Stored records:
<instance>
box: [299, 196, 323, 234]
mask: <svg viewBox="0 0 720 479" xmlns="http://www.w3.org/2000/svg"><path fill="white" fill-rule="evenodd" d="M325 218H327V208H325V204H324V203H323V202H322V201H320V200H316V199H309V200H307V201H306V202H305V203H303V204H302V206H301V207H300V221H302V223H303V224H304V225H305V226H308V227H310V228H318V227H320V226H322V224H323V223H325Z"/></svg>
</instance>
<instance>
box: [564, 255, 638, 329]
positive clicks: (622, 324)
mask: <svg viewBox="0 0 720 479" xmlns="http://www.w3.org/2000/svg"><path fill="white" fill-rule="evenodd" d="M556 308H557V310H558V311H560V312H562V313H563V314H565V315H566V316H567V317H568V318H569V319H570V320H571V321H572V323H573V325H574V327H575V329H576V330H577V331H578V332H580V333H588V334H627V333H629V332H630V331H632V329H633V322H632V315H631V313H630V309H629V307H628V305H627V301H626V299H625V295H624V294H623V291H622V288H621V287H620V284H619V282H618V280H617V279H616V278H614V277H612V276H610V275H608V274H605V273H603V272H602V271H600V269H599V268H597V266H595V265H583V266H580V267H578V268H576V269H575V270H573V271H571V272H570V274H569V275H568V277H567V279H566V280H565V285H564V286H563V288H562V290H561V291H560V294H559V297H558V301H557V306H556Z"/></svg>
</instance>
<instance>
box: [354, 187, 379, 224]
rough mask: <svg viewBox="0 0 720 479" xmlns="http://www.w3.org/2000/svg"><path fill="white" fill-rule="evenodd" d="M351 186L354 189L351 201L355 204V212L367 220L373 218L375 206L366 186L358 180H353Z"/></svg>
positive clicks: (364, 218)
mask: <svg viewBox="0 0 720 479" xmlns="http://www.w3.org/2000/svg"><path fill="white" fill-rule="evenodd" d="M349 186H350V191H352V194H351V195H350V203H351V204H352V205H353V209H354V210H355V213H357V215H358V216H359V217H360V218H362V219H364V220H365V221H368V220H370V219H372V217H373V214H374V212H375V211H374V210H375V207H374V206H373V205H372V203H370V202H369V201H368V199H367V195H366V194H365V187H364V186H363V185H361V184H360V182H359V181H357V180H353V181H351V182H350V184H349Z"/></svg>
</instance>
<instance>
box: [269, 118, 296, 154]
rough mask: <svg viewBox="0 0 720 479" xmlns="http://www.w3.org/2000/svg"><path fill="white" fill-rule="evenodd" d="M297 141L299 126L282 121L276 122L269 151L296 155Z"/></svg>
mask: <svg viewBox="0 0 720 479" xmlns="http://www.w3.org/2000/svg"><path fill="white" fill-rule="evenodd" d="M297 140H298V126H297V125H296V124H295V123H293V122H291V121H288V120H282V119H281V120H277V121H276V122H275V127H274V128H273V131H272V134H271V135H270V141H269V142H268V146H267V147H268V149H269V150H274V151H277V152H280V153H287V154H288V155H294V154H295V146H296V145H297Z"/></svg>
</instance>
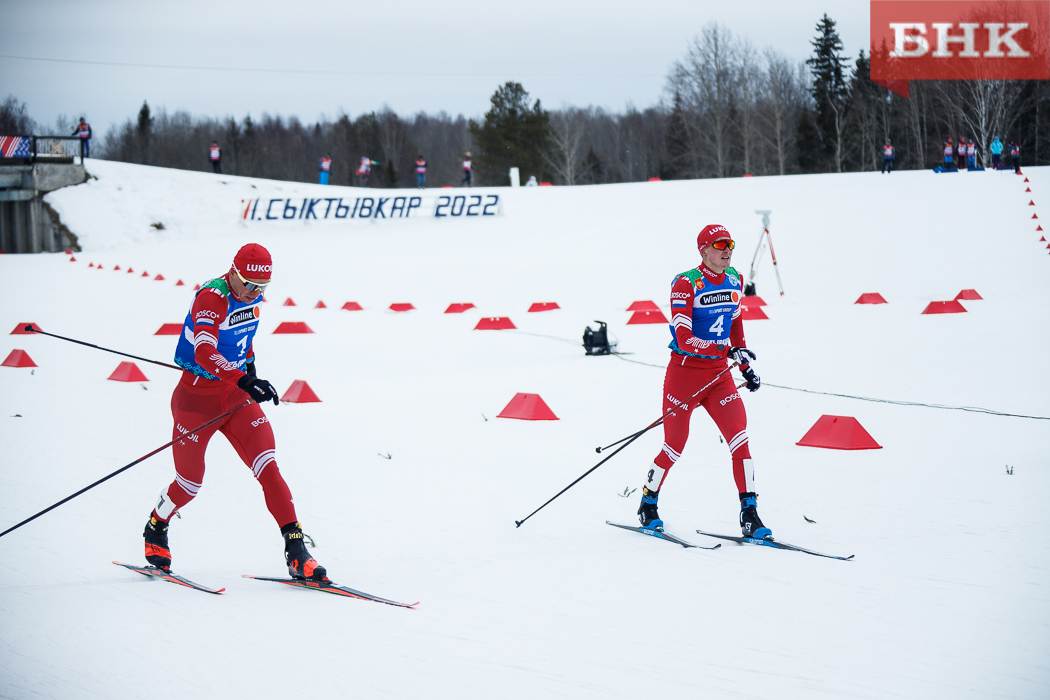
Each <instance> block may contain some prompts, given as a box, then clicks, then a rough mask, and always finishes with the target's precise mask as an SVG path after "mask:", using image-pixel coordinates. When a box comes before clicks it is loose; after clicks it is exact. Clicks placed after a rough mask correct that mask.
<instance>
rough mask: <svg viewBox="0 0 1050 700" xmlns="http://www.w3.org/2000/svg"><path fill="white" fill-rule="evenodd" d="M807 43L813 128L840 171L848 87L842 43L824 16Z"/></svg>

WHAT NEEDS TO BE DONE —
Hand back the data above exactly, with no images.

ANSWER SECTION —
<instance>
box: [299, 196, 323, 234]
mask: <svg viewBox="0 0 720 479" xmlns="http://www.w3.org/2000/svg"><path fill="white" fill-rule="evenodd" d="M325 218H327V208H325V204H324V203H323V202H322V201H320V200H316V199H309V200H307V201H306V202H305V203H303V204H302V206H301V207H300V221H302V223H303V224H304V225H305V226H308V227H310V228H318V227H320V226H322V224H323V223H325Z"/></svg>
</instance>
<instance>
box: [564, 255, 638, 329]
positive clicks: (622, 324)
mask: <svg viewBox="0 0 720 479" xmlns="http://www.w3.org/2000/svg"><path fill="white" fill-rule="evenodd" d="M556 308H557V310H558V311H560V312H562V313H563V314H565V315H566V316H567V317H568V318H569V319H570V320H571V321H572V323H573V325H574V327H575V329H576V330H577V331H578V332H580V333H588V334H627V333H629V332H630V331H632V329H633V322H632V315H631V313H630V309H629V307H628V305H627V301H626V299H625V295H624V294H623V291H622V288H621V287H620V284H619V282H618V280H617V279H616V278H614V277H612V276H610V275H608V274H605V273H603V272H602V271H600V269H599V268H597V266H595V265H583V266H580V267H578V268H576V269H575V270H573V271H571V272H570V274H569V275H568V277H567V279H566V280H565V285H564V286H563V288H562V290H561V291H560V294H559V297H558V301H557V306H556Z"/></svg>
</instance>
<instance>
box: [354, 187, 379, 224]
rough mask: <svg viewBox="0 0 720 479" xmlns="http://www.w3.org/2000/svg"><path fill="white" fill-rule="evenodd" d="M351 186L354 189L351 201L355 204V212L367 220L373 218L375 206L366 186L358 180H353Z"/></svg>
positive clicks: (364, 218)
mask: <svg viewBox="0 0 720 479" xmlns="http://www.w3.org/2000/svg"><path fill="white" fill-rule="evenodd" d="M349 186H350V191H352V194H351V195H350V203H351V204H352V205H353V209H354V210H355V213H357V215H358V216H359V217H360V218H362V219H364V220H365V221H368V220H370V219H372V217H373V214H374V212H375V211H374V210H375V207H374V206H373V205H372V203H370V202H369V201H368V199H367V195H366V194H365V187H364V186H363V185H361V184H360V182H359V181H357V180H353V181H351V182H350V184H349Z"/></svg>
</instance>
<instance>
box: [269, 118, 296, 154]
rough mask: <svg viewBox="0 0 720 479" xmlns="http://www.w3.org/2000/svg"><path fill="white" fill-rule="evenodd" d="M297 141L299 126L282 121L276 122L269 151L296 155Z"/></svg>
mask: <svg viewBox="0 0 720 479" xmlns="http://www.w3.org/2000/svg"><path fill="white" fill-rule="evenodd" d="M297 140H298V126H297V125H296V124H295V123H293V122H291V121H288V120H282V119H281V120H277V121H276V122H275V127H274V128H273V131H272V134H271V135H270V141H269V142H268V146H267V147H268V149H269V150H274V151H277V152H280V153H287V154H288V155H294V154H295V146H296V145H297Z"/></svg>
</instance>
Each <instance> block may contain some prompts, given as a box, then clicks, then a rough mask, and always finishes with the target's precise mask as an SVG path after "mask:", using image-pixel coordinates. When a box comes before clicks it is loose; after clicks it is exact. Clicks placed after a rough mask correct that mask.
<instance>
rough mask: <svg viewBox="0 0 1050 700" xmlns="http://www.w3.org/2000/svg"><path fill="white" fill-rule="evenodd" d="M807 43L813 128L840 171L848 87L842 43L824 16Z"/></svg>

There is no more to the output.